▶ **About this exercise**: Write out, unaltered, each line from the top of the records below down to the line where "rough mask: <svg" appears, that line included.

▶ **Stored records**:
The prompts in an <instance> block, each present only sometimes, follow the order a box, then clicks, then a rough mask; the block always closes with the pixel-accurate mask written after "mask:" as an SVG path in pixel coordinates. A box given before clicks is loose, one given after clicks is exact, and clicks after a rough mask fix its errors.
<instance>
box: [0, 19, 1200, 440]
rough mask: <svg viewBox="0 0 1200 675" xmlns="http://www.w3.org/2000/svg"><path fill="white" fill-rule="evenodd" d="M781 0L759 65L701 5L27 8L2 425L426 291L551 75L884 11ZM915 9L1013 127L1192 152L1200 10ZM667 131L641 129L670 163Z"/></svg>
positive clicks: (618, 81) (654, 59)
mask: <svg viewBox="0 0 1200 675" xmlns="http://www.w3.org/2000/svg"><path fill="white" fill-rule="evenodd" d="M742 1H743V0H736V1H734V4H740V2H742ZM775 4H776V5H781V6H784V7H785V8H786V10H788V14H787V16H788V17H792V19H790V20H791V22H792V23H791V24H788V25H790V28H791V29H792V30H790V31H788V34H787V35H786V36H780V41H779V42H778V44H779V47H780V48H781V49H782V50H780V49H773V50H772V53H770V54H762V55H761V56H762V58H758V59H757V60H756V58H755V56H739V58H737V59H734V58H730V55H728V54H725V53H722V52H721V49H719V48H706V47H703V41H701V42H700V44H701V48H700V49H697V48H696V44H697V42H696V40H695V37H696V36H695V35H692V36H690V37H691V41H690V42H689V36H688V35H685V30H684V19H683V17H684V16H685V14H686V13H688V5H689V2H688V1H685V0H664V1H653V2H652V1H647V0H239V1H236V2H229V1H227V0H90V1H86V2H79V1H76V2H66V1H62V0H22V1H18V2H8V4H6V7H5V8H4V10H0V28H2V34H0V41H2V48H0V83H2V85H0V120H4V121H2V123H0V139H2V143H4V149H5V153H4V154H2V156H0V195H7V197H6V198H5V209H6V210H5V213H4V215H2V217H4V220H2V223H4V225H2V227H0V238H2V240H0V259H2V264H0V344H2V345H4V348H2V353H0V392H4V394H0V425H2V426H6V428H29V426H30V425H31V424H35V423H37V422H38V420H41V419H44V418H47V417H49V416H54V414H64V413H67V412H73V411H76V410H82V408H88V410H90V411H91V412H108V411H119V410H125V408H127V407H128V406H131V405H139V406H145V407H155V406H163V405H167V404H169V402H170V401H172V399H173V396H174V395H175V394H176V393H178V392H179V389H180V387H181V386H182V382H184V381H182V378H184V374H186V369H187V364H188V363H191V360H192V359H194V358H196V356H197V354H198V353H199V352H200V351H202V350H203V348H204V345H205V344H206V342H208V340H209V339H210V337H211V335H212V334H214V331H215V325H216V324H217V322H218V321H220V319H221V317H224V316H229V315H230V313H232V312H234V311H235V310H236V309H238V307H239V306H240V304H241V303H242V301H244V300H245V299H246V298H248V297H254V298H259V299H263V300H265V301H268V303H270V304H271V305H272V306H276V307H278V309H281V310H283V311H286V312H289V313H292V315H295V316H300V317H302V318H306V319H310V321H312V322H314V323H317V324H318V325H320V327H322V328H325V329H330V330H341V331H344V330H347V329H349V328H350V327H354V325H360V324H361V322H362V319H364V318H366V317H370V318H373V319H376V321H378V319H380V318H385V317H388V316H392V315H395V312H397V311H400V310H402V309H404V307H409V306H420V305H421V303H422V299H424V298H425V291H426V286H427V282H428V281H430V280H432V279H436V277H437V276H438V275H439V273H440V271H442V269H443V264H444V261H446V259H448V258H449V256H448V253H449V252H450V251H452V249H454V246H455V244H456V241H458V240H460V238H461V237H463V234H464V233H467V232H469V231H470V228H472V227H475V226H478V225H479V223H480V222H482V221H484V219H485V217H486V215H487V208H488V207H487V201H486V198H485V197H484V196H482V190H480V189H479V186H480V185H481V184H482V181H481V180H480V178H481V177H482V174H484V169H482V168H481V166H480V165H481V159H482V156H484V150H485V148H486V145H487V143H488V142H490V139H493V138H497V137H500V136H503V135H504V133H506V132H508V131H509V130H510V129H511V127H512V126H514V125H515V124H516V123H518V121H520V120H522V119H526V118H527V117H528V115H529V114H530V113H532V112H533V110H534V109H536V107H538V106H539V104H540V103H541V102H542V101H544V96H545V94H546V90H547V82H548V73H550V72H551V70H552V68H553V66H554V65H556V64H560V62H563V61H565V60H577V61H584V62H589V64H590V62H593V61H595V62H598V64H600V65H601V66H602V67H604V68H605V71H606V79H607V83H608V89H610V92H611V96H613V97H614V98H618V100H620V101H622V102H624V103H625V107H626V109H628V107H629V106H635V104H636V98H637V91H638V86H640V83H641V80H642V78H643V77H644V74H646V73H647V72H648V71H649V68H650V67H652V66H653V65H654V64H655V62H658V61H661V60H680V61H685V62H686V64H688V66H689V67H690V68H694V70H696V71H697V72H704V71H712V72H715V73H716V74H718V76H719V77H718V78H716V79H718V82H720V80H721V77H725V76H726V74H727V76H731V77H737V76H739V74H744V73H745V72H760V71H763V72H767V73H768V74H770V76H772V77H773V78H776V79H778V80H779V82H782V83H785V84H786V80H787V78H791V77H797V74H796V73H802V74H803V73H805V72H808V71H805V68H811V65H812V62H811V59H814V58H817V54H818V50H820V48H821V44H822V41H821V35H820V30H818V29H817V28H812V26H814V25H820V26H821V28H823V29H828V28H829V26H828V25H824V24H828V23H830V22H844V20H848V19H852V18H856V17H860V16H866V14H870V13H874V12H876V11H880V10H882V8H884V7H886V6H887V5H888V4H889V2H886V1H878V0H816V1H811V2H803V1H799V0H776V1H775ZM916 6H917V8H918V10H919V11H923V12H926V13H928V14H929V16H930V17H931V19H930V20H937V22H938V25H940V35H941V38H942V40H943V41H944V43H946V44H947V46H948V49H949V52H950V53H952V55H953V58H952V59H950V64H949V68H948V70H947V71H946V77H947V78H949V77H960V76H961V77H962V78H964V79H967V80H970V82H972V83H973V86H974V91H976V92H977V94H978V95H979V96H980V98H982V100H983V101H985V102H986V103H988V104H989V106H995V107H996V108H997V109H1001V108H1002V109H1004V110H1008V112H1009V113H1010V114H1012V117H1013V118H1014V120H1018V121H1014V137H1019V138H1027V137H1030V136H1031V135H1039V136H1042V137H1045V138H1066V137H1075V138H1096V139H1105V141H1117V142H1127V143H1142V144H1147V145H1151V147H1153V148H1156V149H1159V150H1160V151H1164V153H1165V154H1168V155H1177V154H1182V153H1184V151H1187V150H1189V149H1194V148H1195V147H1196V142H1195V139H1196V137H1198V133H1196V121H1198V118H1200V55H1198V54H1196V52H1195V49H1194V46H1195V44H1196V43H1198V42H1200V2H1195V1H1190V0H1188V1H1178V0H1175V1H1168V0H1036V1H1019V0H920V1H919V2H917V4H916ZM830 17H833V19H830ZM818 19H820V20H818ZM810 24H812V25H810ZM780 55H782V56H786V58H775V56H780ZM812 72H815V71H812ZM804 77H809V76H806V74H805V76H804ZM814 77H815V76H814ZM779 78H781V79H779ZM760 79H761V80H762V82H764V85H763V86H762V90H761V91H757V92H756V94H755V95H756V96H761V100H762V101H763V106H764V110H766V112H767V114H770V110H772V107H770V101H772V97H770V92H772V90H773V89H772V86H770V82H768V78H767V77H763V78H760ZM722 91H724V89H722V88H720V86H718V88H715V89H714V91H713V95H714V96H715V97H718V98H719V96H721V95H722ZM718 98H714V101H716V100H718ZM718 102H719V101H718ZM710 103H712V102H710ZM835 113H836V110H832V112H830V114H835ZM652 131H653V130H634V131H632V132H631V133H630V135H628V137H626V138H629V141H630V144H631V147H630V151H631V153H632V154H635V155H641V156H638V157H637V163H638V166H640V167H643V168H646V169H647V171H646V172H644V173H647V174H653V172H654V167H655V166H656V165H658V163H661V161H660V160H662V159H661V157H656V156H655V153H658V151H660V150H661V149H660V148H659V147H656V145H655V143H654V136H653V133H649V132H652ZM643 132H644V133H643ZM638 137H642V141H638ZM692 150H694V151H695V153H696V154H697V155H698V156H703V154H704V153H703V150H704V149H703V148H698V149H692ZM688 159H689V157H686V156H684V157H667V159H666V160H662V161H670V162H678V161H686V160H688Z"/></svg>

▶ **Written response**:
The prompts in an <instance> block, each present only sometimes, follow the order a box, then clicks, then a rough mask; the block always closes with the pixel-accurate mask written after "mask:" as an SVG path in pixel coordinates. A box given before clicks is loose, one given after clicks is exact, and clicks after a rough mask fix its errors.
<instance>
box: [0, 19, 1200, 440]
rough mask: <svg viewBox="0 0 1200 675" xmlns="http://www.w3.org/2000/svg"><path fill="white" fill-rule="evenodd" d="M781 0L759 65L701 5L27 8L2 425L426 291L551 75L884 11ZM915 9L1013 127L1192 152L1200 10ZM667 131L641 129L670 163Z"/></svg>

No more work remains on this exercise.